Given records:
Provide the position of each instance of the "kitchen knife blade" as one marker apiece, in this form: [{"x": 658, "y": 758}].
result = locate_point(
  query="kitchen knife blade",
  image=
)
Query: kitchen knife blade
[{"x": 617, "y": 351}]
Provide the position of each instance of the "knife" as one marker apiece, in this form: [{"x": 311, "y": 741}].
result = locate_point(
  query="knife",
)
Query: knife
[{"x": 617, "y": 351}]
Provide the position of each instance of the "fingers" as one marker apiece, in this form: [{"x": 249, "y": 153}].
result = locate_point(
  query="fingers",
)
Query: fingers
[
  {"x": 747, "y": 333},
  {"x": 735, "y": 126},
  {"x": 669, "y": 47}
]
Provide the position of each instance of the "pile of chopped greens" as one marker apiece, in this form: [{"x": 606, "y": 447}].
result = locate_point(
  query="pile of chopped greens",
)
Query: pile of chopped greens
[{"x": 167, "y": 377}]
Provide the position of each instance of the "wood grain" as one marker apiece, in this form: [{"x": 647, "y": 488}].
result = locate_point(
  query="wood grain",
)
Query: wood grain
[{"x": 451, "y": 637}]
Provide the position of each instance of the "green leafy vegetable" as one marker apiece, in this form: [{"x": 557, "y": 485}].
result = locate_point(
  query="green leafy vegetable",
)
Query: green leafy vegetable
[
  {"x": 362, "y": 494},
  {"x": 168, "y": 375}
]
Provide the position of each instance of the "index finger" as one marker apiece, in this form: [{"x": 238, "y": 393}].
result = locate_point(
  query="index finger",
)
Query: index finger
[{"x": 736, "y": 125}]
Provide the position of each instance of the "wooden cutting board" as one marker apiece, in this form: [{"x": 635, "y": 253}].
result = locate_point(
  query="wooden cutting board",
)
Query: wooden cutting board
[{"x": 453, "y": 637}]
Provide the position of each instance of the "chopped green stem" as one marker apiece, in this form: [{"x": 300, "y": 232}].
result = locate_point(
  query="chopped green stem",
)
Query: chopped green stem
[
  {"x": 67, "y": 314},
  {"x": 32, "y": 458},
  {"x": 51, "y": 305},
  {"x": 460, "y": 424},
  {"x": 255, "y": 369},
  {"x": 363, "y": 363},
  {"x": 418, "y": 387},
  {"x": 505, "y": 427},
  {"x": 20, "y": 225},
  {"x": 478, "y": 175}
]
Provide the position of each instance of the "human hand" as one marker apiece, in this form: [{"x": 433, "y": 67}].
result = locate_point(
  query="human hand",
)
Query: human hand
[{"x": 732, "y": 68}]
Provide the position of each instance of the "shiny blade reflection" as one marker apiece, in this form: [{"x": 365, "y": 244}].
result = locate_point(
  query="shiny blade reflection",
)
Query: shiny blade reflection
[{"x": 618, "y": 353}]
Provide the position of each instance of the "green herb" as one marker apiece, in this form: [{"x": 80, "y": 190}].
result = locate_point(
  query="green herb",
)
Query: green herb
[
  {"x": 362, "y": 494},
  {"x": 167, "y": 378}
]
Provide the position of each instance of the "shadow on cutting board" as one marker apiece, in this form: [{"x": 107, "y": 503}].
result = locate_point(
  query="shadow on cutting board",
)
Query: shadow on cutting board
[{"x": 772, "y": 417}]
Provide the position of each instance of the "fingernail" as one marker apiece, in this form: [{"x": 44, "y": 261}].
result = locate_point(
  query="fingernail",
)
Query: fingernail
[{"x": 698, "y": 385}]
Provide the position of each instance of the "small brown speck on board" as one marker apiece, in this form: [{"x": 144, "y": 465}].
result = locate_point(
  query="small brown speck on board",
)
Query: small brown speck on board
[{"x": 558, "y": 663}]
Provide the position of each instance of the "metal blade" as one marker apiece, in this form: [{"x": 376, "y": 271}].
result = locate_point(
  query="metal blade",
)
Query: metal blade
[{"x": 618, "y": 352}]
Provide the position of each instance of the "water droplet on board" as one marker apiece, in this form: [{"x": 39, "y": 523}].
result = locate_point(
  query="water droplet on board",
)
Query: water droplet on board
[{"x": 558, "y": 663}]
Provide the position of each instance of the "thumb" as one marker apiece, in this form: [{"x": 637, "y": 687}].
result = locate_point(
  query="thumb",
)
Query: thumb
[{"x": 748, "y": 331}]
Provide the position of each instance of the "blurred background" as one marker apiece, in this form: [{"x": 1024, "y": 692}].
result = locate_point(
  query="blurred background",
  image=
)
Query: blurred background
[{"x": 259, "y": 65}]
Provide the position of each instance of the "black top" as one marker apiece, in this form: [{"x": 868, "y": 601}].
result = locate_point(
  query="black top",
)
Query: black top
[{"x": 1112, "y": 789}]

About this exercise: Provide an exact transcription of every entry above.

Task result:
Provide the position of each instance of the "kitchen knife blade" as one marker apiece, in this form: [{"x": 658, "y": 758}].
result = locate_point(
  query="kitchen knife blade",
  image=
)
Query: kitchen knife blade
[{"x": 617, "y": 351}]
Provide the position of each instance of the "knife" as one marker apiece, in this form: [{"x": 311, "y": 741}].
result = locate_point(
  query="knife",
)
Query: knife
[{"x": 617, "y": 351}]
Provide the position of each instance of the "fingers" as one marker apiece, in this form: [{"x": 249, "y": 153}].
result = locate_point(
  query="fingers",
)
Query: fingers
[
  {"x": 747, "y": 333},
  {"x": 735, "y": 126},
  {"x": 669, "y": 47}
]
Provide the position of each instance of the "pile of chopped greens" as one marker apiece, in this form: [{"x": 606, "y": 447}].
result = locate_point(
  query="pile of chopped greens",
)
Query: pile of chopped greens
[{"x": 167, "y": 377}]
Provide the position of each instance of the "wood grain" as one marker apiece, in this form: [{"x": 647, "y": 488}].
result = locate_point(
  query="wood grain",
)
Query: wood grain
[{"x": 451, "y": 637}]
Provide the position of each instance of the "green leafy vegetable" as one marker apiece, in this form: [{"x": 557, "y": 485}].
result = locate_point(
  query="green leafy vegetable",
)
Query: green leafy vegetable
[
  {"x": 362, "y": 494},
  {"x": 168, "y": 375}
]
Provide the position of each instance of the "index finger" as one marker apiece, in this form: [{"x": 238, "y": 393}].
result = locate_point(
  query="index finger",
)
Query: index finger
[{"x": 736, "y": 125}]
Provide the position of each instance of the "wooden cutting board" as one marker apiece, in this form: [{"x": 635, "y": 253}].
result = locate_point(
  query="wooden cutting board",
)
Query: wooden cutting board
[{"x": 453, "y": 637}]
Provide the position of each instance of the "chopped green stem" as one marker apiece, in this form: [{"x": 300, "y": 232}].
result = locate_point(
  query="chopped green stem",
)
Query: chopped green stem
[
  {"x": 67, "y": 314},
  {"x": 32, "y": 458},
  {"x": 51, "y": 305},
  {"x": 460, "y": 424},
  {"x": 255, "y": 369},
  {"x": 363, "y": 363},
  {"x": 418, "y": 387},
  {"x": 505, "y": 427},
  {"x": 20, "y": 225},
  {"x": 478, "y": 175}
]
Provide the position of each instance of the "human hand" as one marker apiece, in this form: [{"x": 433, "y": 67}].
result = locate_point(
  query="human hand",
)
Query: human hand
[{"x": 732, "y": 68}]
Provide the position of each instance of the "shiny blade reflection" as one marker apiece, in this form: [{"x": 365, "y": 244}].
result = locate_point(
  query="shiny blade reflection",
)
Query: shiny blade reflection
[{"x": 618, "y": 353}]
Provide the position of each instance of the "green herb" as one marker apiece, in this form: [{"x": 80, "y": 190}].
result = locate_point(
  query="green herb",
)
Query: green herb
[
  {"x": 362, "y": 494},
  {"x": 167, "y": 378}
]
Provide the position of each instance of the "shadow on cutting board" as one marker apiece, in this form: [{"x": 107, "y": 503}].
result = locate_point(
  query="shadow on cutting board",
)
Query: shadow on cutting board
[{"x": 772, "y": 417}]
Provide the position of each instance of the "fingernail" as one marker apiece, in this form: [{"x": 44, "y": 261}].
result = locate_point(
  query="fingernail",
)
Query: fingernail
[{"x": 698, "y": 385}]
Provide the position of each instance of the "small brown speck on board" as one marker apiece, in this form: [{"x": 144, "y": 465}].
result = locate_point(
  query="small brown speck on board",
)
Query: small brown speck on board
[{"x": 558, "y": 663}]
Provide the position of each instance of the "metal blade" as one marker apiece, in this form: [{"x": 376, "y": 271}].
result = locate_point(
  query="metal blade",
)
Query: metal blade
[{"x": 618, "y": 352}]
Provide the position of each instance of the "water droplet on board" as one marker apiece, in this form: [{"x": 39, "y": 523}].
result = locate_point(
  query="water droplet on board",
)
Query: water droplet on board
[{"x": 558, "y": 663}]
Provide the position of each instance of the "thumb" as one marker apiece, in this form: [{"x": 637, "y": 687}].
result = locate_point(
  query="thumb",
)
Query: thumb
[{"x": 748, "y": 331}]
Provide the position of each instance of the "blurred background" as one marker apiece, in this form: [{"x": 1024, "y": 692}].
result = locate_point(
  query="blurred background",
  image=
)
Query: blurred background
[{"x": 259, "y": 65}]
Provide the position of each instance of the "black top" as one marker apiece, in this form: [{"x": 868, "y": 601}].
result = locate_point(
  query="black top",
)
Query: black top
[{"x": 1112, "y": 789}]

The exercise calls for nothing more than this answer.